Do this
Reproduce the records below in full, swapping "one pin per instance" for "a single point for each instance" at every occurrence and leaving every other line unchanged.

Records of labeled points
§

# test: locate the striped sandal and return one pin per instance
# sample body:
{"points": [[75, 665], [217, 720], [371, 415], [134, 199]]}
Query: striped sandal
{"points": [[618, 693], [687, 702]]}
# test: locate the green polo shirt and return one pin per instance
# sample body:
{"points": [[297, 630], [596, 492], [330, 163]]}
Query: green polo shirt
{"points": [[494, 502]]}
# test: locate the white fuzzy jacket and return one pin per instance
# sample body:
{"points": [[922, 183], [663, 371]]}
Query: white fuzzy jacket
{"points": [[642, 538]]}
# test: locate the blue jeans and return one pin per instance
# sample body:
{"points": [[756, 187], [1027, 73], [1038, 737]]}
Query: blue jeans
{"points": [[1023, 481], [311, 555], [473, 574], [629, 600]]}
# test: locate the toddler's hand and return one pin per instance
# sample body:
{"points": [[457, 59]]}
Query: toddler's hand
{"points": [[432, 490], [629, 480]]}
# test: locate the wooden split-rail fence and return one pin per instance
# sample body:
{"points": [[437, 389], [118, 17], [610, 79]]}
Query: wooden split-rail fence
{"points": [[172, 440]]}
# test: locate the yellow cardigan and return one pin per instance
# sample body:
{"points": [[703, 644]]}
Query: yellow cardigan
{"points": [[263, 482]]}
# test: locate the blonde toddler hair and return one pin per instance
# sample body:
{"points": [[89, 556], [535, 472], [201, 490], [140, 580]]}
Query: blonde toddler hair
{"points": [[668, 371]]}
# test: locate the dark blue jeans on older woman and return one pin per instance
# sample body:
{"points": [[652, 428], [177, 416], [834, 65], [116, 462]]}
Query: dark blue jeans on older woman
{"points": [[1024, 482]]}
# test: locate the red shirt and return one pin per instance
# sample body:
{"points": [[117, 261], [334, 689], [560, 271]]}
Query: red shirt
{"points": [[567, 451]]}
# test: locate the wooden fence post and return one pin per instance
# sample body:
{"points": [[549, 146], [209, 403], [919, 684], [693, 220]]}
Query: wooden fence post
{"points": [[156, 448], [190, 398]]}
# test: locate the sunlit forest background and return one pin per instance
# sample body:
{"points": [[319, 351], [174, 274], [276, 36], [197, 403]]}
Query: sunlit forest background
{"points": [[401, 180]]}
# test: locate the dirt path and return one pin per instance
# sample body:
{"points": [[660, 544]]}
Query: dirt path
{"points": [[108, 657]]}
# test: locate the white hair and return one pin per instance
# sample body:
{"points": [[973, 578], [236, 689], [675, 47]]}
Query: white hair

§

Solution
# test: locate the striped sandal and return a single point for each instance
# sample body:
{"points": [[75, 665], [217, 720], [371, 415], [134, 199]]}
Query: striped sandal
{"points": [[618, 693], [687, 702]]}
# test: locate the green polo shirt and return a single point for each instance
# sample body:
{"points": [[297, 630], [596, 492], [330, 163]]}
Query: green polo shirt
{"points": [[494, 502]]}
# test: locate the white fuzzy jacket and return a single point for each instance
# sample body:
{"points": [[922, 183], [663, 371]]}
Query: white fuzzy jacket
{"points": [[642, 538]]}
# test: locate the blue jeans and return a single point for each instance
# sample body:
{"points": [[756, 187], [1027, 73], [1038, 737]]}
Query: blue jeans
{"points": [[1023, 481], [311, 555], [473, 574], [629, 600]]}
# test: locate the toddler's hand and return a single point for each instance
# sample body:
{"points": [[457, 59]]}
Query: toddler's hand
{"points": [[432, 490], [629, 480]]}
# test: locate the wooden split-rail fence and return a single point for each instance
# sample body:
{"points": [[437, 389], [118, 17], [610, 79]]}
Query: wooden split-rail fence
{"points": [[172, 440]]}
# test: locate the yellow cardigan and return a single point for each instance
# sample body:
{"points": [[703, 644]]}
Query: yellow cardigan
{"points": [[263, 482]]}
# test: locate the blonde toddler hair and return a single point for each instance
# sample body:
{"points": [[89, 556], [535, 472], [201, 490], [140, 580]]}
Query: blonde toddler hair
{"points": [[668, 371]]}
# test: locate the dark blue jeans on older woman and return a single point for each instance
# sample body:
{"points": [[652, 428], [177, 416], [834, 65], [116, 462]]}
Query: dark blue jeans on older woman
{"points": [[1024, 482]]}
# test: locate the red shirt and return a single point for each instance
# sample body:
{"points": [[117, 261], [334, 689], [560, 271]]}
Query: red shirt
{"points": [[567, 451]]}
# test: locate the wooden fence post and return a single point for each instance
# sample body:
{"points": [[549, 146], [209, 403], [919, 684], [693, 220]]}
Query: wooden fence post
{"points": [[156, 448], [190, 398]]}
# test: locate the sunlit forest background and return a single point for each instance
# sample body:
{"points": [[319, 351], [174, 274], [276, 36], [197, 403]]}
Query: sunlit forest background
{"points": [[401, 180]]}
# test: locate the dirt path and return a single point for each instance
# sample body:
{"points": [[660, 544]]}
Query: dirt path
{"points": [[108, 657]]}
# test: locate the white hair and return a single point for each instance
# sample body:
{"points": [[973, 578], [236, 689], [675, 47]]}
Query: white hair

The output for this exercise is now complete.